DIRECTIONS: Please work out how many lines in the records that follow contain the string "below", with case counting, and reply with that number alone.

-------- DATASET ENTRIES

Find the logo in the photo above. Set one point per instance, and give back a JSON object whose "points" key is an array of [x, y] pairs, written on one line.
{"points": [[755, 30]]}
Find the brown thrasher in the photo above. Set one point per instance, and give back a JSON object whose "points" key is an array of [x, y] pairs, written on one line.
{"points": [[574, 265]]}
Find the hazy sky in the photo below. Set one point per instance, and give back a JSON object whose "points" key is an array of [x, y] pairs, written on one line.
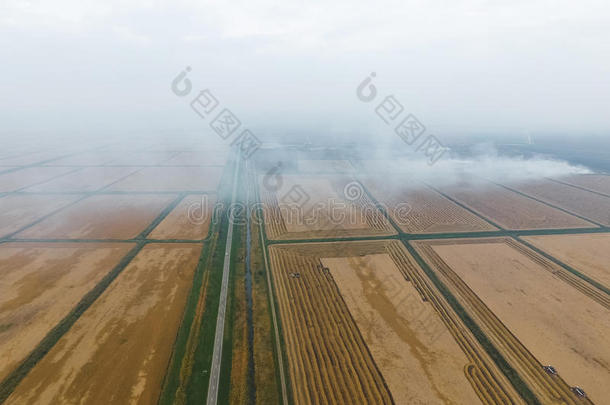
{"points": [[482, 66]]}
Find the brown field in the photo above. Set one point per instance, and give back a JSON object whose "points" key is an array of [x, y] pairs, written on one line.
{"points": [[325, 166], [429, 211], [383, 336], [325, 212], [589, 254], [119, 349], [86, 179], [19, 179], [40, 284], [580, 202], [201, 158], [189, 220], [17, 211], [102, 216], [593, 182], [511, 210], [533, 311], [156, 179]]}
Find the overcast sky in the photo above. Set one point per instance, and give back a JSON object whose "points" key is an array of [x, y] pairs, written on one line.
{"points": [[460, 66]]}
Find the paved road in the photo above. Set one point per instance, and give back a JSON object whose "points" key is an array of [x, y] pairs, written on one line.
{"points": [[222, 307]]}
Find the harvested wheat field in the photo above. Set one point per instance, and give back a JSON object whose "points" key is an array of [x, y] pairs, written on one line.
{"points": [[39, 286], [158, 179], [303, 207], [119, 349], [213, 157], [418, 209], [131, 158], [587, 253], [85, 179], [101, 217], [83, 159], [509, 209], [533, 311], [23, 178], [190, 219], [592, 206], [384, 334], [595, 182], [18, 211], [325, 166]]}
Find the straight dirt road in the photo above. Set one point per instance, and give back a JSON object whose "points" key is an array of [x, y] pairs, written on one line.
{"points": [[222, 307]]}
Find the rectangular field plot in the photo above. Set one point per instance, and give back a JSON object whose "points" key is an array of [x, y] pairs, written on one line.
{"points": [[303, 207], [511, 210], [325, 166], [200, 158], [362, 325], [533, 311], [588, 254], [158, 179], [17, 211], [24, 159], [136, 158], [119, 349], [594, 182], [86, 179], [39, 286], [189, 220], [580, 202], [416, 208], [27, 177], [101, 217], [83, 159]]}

----------------
-------- DATASET ENTRIES

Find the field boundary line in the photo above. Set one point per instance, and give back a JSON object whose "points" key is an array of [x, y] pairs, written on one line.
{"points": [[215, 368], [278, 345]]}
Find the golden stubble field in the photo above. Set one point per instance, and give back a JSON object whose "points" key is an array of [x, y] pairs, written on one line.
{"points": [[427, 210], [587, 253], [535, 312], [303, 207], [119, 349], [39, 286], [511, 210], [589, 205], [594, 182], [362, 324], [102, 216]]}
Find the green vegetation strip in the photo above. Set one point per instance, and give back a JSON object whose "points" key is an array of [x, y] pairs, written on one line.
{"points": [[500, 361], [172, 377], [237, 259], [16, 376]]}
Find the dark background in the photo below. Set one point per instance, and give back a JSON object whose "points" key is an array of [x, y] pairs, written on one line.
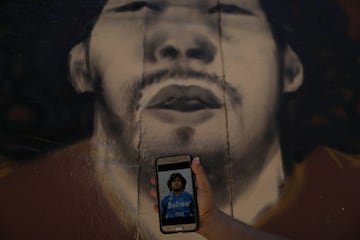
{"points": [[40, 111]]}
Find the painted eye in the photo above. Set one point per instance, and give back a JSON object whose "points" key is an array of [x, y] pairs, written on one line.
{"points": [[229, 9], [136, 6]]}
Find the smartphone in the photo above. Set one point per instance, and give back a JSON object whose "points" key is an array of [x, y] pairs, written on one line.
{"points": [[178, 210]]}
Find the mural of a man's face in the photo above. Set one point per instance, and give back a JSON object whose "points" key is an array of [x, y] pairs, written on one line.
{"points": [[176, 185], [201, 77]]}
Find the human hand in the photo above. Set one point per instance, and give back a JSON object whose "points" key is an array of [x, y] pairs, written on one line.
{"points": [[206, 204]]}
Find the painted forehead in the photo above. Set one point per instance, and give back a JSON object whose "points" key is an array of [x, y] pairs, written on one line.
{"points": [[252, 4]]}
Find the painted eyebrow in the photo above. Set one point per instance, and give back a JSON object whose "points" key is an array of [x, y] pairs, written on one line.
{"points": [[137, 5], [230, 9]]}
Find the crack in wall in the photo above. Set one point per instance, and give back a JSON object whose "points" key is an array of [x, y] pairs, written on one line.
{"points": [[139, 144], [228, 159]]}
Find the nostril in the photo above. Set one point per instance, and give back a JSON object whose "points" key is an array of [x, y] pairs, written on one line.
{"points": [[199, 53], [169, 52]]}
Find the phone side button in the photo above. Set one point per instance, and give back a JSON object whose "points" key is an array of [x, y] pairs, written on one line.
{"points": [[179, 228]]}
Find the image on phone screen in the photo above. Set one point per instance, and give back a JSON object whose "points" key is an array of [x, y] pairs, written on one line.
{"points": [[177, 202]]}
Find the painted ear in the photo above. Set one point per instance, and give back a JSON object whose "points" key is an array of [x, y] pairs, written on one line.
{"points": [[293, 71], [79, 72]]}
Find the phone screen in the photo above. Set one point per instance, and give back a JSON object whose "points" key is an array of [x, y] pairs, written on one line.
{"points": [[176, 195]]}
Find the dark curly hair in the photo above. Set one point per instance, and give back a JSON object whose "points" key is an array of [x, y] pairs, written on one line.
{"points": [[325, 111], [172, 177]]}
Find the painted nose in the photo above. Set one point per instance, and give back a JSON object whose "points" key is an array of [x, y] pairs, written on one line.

----------------

ANSWER TO THIS TASK: 2